Do this: Copy the lines from the one holding "like [362, 40]." through the last line, inclusive, with "foal's leg" changed to "young onager's leg" and nothing else altered.

Supplied data:
┌──

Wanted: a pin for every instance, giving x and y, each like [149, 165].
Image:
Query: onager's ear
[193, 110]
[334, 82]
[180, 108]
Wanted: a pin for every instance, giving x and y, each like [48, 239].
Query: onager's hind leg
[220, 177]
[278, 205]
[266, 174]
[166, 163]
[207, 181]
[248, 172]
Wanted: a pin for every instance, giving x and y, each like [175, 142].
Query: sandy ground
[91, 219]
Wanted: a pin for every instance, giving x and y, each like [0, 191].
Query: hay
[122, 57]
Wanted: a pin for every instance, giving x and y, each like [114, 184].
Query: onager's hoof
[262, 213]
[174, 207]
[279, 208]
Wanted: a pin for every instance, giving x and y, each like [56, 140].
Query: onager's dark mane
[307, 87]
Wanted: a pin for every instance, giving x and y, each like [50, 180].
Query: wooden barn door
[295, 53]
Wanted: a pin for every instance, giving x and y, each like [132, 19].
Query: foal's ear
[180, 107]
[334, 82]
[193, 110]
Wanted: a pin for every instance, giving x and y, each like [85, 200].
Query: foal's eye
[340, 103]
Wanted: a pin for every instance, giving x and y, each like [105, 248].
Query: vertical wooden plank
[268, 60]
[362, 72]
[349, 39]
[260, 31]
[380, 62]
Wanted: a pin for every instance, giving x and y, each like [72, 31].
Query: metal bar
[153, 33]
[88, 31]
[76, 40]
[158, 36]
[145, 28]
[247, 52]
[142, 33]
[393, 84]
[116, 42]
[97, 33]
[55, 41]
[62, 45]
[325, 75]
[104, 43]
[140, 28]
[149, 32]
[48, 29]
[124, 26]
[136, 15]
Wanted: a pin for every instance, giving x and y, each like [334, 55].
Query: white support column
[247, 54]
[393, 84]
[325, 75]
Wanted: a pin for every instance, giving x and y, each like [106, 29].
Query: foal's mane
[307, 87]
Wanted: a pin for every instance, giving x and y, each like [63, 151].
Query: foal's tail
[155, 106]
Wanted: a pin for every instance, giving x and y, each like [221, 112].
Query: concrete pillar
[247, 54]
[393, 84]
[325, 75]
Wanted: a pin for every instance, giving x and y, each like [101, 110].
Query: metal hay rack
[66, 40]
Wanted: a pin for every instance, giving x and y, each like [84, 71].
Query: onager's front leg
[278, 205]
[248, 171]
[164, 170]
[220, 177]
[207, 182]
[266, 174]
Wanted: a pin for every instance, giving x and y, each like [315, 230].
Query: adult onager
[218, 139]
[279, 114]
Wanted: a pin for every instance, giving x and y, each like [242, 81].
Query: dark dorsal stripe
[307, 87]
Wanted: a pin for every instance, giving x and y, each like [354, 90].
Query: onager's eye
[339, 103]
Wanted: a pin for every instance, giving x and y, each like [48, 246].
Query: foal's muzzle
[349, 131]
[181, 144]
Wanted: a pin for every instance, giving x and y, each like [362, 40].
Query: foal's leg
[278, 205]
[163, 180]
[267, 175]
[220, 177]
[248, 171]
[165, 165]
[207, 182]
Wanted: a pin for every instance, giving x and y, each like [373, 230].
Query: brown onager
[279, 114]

└──

Answer to this exercise:
Wanted: a pin for every instance, giving x and y, each like [362, 40].
Query: young onager's leg
[278, 205]
[163, 180]
[267, 175]
[220, 177]
[248, 171]
[165, 165]
[207, 182]
Wanted: a pin for every instance, giving x and y, each like [373, 230].
Query: brown onager
[279, 114]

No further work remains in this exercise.